§ THE REQUEST: Write out the data below in full. Keep it exact.

(Source records)
_ _ _ _ _

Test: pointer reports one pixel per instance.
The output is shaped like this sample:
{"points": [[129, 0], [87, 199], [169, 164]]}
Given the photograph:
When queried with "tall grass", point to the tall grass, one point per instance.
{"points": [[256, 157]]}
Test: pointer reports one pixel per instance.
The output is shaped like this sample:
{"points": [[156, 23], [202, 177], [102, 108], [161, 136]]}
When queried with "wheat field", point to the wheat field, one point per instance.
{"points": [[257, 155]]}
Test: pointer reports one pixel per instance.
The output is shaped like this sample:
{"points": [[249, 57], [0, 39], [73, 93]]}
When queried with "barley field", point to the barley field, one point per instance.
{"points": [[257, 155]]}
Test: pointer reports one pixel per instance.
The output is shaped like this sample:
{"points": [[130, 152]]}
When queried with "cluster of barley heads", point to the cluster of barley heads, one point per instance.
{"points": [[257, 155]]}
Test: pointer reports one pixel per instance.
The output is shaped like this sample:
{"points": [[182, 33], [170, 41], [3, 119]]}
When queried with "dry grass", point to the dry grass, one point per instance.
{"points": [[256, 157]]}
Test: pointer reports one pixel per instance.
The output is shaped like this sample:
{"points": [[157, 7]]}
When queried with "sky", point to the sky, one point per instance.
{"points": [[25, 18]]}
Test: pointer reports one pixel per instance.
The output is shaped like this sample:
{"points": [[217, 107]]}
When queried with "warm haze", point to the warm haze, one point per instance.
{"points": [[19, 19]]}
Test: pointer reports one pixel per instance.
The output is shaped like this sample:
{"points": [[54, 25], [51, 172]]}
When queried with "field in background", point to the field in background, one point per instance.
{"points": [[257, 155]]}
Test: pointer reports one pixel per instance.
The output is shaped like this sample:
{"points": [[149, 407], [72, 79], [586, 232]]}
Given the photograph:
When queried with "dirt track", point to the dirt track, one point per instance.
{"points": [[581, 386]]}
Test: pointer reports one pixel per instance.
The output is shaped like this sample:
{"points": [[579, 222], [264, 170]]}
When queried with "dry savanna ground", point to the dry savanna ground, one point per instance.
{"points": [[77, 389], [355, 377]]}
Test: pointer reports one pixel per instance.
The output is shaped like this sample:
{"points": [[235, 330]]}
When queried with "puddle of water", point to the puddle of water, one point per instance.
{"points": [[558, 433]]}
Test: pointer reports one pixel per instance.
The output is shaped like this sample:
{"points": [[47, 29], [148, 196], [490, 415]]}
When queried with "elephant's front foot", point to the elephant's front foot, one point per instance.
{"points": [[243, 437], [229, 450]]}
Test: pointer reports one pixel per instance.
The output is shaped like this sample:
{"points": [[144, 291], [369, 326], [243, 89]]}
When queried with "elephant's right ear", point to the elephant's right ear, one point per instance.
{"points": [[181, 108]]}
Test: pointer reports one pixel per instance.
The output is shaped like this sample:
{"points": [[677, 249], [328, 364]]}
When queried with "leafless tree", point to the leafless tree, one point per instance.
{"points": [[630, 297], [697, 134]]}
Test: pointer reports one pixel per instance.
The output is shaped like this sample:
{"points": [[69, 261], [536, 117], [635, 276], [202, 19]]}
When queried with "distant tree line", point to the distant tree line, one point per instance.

_ _ _ _ _

§ OUTPUT BELOW:
Test: pointer reports one pixel per instance.
The output is shaped like this sample:
{"points": [[129, 0], [87, 199], [169, 164]]}
Given the photograph:
When queried with "tall grass", point to the tall grass, one point per instance.
{"points": [[256, 157]]}
Test: pointer reports one pixel per instance.
The output is shaped like this sample:
{"points": [[156, 23], [202, 177], [102, 108], [161, 136]]}
When queried with "wheat field", point to the wheat field, one point per instance.
{"points": [[257, 155]]}
Test: pointer reports one pixel per instance.
The output is shaped like this sample:
{"points": [[249, 57], [0, 39], [73, 93]]}
When queried with "barley field", point to the barley field, one point per instance.
{"points": [[257, 155]]}
Test: pointer reports one pixel per instance.
The output is shaped like this sample:
{"points": [[130, 152]]}
When queried with "cluster of barley heads", point to the cluster of barley heads, one point per instance.
{"points": [[257, 155]]}
Test: pointer reports one pixel per instance.
The output is shaped like this sample:
{"points": [[182, 33], [170, 41], [3, 119]]}
When queried with "dry grass", point to the dry grass, one point per instance.
{"points": [[256, 157]]}
Test: pointer reports one pixel per instance.
The output is shaped like this sample:
{"points": [[157, 7]]}
When queried with "sky", point to the sky, one point per instance.
{"points": [[25, 18]]}
Test: pointer reports one pixel per instance.
The output is shaped like this sample:
{"points": [[217, 107]]}
When queried with "warm haze", point to the warm haze, one point per instance.
{"points": [[19, 19]]}
Test: pointer reports one pixel per instance.
The output is shaped like this sample:
{"points": [[54, 25], [51, 172]]}
When queried with "field in background", point to the field in background, one point per instance.
{"points": [[257, 155]]}
Test: pointer reports one pixel per instance.
The output is shaped like this sample:
{"points": [[149, 407], [72, 79], [586, 232]]}
Given the photograph:
When queried with "dirt track", point to the dirt track, one point per instance.
{"points": [[581, 386]]}
Test: pointer reports one pixel per instance.
The output is shaped like this sample:
{"points": [[579, 222], [264, 170]]}
When queried with "dry savanna ground", point to the dry savanna ground, one point per instance.
{"points": [[77, 389], [355, 377]]}
Test: pointer reports one pixel per instance.
The output is shaped like this sample:
{"points": [[235, 330]]}
When queried with "puddle of water", point to the puddle of water, one point per instance.
{"points": [[558, 433]]}
Test: pointer reports one pixel per instance.
The output is shaped like this sample:
{"points": [[47, 29], [148, 196], [490, 415]]}
When queried with "elephant's front foot", point to the elephant's front foot, one point per instance.
{"points": [[243, 437], [229, 450]]}
Test: pointer reports one pixel per instance.
The output is shaped like this sample:
{"points": [[144, 291], [369, 326], [243, 89]]}
When queried with "elephant's right ear", point to the elephant's right ear, one point per instance.
{"points": [[181, 108]]}
Test: pointer reports one pixel per instance.
The output is shaped like this sample:
{"points": [[677, 249], [328, 364]]}
When queried with "leafless tree", point to the leafless tree, one point per instance.
{"points": [[630, 297], [697, 134]]}
Test: pointer reports one pixel per instance.
The output is shaped like this sample:
{"points": [[69, 261], [536, 117], [635, 276], [202, 19]]}
When queried with "distant tree line", point to the distant tree line, one point per instance.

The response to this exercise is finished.